What is expected: Rewrite the part of the breakup reflection starting with "I know that" and going on through "affection for her.", putting "counselor" in place of "therapist".

===== Source extract =====

The last one hurt the most. I left her. Not by choice in relation to her, but by choice in relation to life. Sometimes we make choices for ourselves which require a different course, and this was one of them. She was the one. I knew it.
She was so well-balanced, without trauma, easy to be with. She was also the most beautiful woman I had ever been with by far. She was also a freak in the sheets as they say, and introduced me to fisting, and she liked it back there too. She was kinky, fun, and successful. She was also a lingerie model.
But we were young, and I was given an opportunity that took my life in a very different direction professionally. Our last 6 months together was bliss. It was this long, beautiful goodbye. Back in those days, it was possible to accompany someone all the way to the boarding gate at the airport, and she stayed with me until I had to get onto my plane to Paris. But when it came time to go, I felt my heart being ripped from me, and I began to cry.
She soothed me and said, “it’s always hardest for the one who leaves.” She came to Paris to visit not long after and we spent two blissful weeks in our hotel room, punctuated by the occasional walk or meal.
I know that she doesn’t look back on our time with the same fondness. I left. And I was a lot of work too in those days. She was there with me through my transition from dysfunctional, self-destructive human to someone who could get up on time and go to work. My therapist had her office near her apartment. And staying with her was a double reward as she often sent me to work in panties, or home this way. And she never wanted them back. The perks of her side hustle were enormous.
I saw a picture of her recently, and she hasn’t changed at all. The same smile. Still gorgeous. I am scared of reaching out to her, and of these, it is only the first one who I have re-connected with. And I find that I still have a deep love and affection for her.
This last one scares me. I can so easily imagine what might have happened had she come with me. Had we stayed together. She was the one “who got away”. But I remember thinking of her and her alone, that she was ‘too good for me’. It was a hard feeling but I was afraid of her…afraid that one day she would turn away from me, and I knew that if she did I wouldn’t make it. I’ve never felt so scared of someone I loved before. I have never run away or allowed life to take me away from someone because I was afraid of love.
And it was her niceness and decency and openness and warm-heartedness that scared me the most. I also left her because of how much I loved and respected her. I didn’t want to wish myself on her. She felt to me a lighter and more pure being, and I had so much work to do. I was successful and funny, but I was also on the edge, dark, emotionally volatile (not in the sense of moody or unpleasant but in the sense of being good, attentive company one minute, and then being quietly (as in I wouldn’t tell her or anyone else) suicidal and just wanting/needing to disappear into a hole. The girlfriend I dated right before this one saw that once, came to find me in my apartment in Brooklyn, brought chicken soup that she had made, but saw the darkness and walked right after. I couldn’t ask someone else to fix me, I needed to do it myself, and I didn’t want to ask this beautiful and pure woman. I just couldn’t.
I am happy to say that all but one of these women has gone on to have lives that were easier and more beautiful, perhaps more boring, than I could have offered. The first of them ended up in a toxic relationship which resulted in a child and a restraining order against her former husband.
I say all of this because of life’s beauty and mystery. And how important it is to find within ourselves the beauty that moves us forward and makes us whole. And to never be afraid of love, to never be afraid of being hurt.

===== Data under study =====

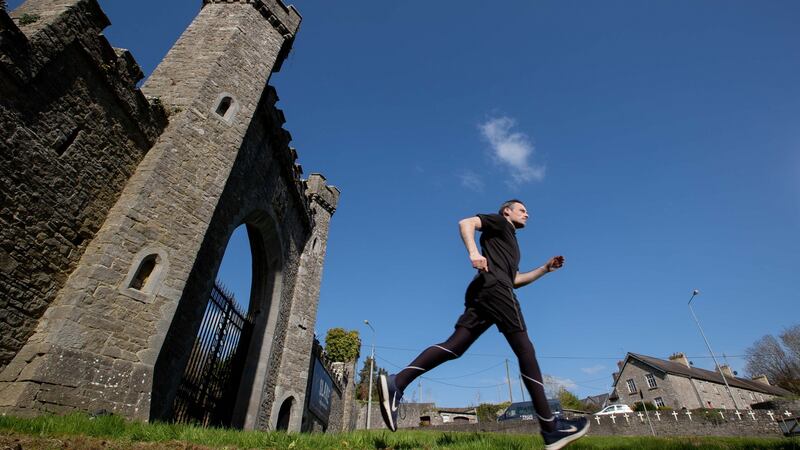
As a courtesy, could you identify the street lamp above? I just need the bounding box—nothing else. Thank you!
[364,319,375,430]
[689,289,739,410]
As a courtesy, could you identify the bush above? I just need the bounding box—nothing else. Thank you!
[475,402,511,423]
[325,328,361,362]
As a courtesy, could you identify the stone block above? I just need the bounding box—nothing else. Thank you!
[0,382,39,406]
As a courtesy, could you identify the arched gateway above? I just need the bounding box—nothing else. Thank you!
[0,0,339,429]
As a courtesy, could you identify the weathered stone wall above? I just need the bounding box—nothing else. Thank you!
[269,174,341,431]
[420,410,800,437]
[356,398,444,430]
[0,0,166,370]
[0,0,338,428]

=====
===== Data under study =====

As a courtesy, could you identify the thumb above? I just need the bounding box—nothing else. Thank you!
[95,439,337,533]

=====
===== Data under study =====

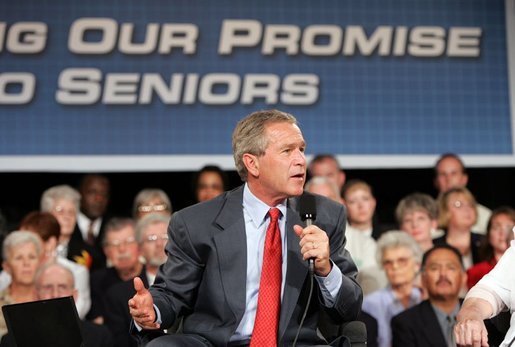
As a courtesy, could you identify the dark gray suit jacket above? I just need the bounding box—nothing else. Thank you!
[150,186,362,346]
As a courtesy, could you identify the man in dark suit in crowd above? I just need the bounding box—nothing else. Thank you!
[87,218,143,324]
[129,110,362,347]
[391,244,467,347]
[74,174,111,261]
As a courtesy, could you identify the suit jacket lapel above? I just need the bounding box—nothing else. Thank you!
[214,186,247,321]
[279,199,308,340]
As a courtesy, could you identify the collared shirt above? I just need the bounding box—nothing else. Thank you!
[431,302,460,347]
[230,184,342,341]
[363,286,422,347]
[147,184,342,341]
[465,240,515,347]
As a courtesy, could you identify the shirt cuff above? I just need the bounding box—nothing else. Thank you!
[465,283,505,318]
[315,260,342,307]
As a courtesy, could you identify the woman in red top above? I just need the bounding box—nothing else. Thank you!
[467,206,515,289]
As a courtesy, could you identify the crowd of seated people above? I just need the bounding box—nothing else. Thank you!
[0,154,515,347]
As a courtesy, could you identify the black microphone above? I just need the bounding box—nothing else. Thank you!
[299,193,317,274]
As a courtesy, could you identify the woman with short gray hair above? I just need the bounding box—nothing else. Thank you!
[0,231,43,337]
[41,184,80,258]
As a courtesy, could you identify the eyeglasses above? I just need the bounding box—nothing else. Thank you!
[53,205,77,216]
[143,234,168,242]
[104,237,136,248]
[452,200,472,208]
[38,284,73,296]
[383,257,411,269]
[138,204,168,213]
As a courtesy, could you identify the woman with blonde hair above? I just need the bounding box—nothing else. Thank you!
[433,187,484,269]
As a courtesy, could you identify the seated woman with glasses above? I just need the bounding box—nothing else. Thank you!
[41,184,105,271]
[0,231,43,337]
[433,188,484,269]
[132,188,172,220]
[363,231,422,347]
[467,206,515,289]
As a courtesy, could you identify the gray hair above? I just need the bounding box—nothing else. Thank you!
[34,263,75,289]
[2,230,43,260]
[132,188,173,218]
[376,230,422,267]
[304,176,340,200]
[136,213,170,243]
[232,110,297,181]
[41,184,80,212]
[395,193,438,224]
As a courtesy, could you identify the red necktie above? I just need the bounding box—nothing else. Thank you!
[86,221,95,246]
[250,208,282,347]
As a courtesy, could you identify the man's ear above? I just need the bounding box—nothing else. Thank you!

=====

Solution to the exercise:
I know that she doesn’t look back on our time with the same fondness. I left. And I was a lot of work too in those days. She was there with me through my transition from dysfunctional, self-destructive human to someone who could get up on time and go to work. My counselor had her office near her apartment. And staying with her was a double reward as she often sent me to work in panties, or home this way. And she never wanted them back. The perks of her side hustle were enormous.
I saw a picture of her recently, and she hasn’t changed at all. The same smile. Still gorgeous. I am scared of reaching out to her, and of these, it is only the first one who I have re-connected with. And I find that I still have a deep love and affection for her.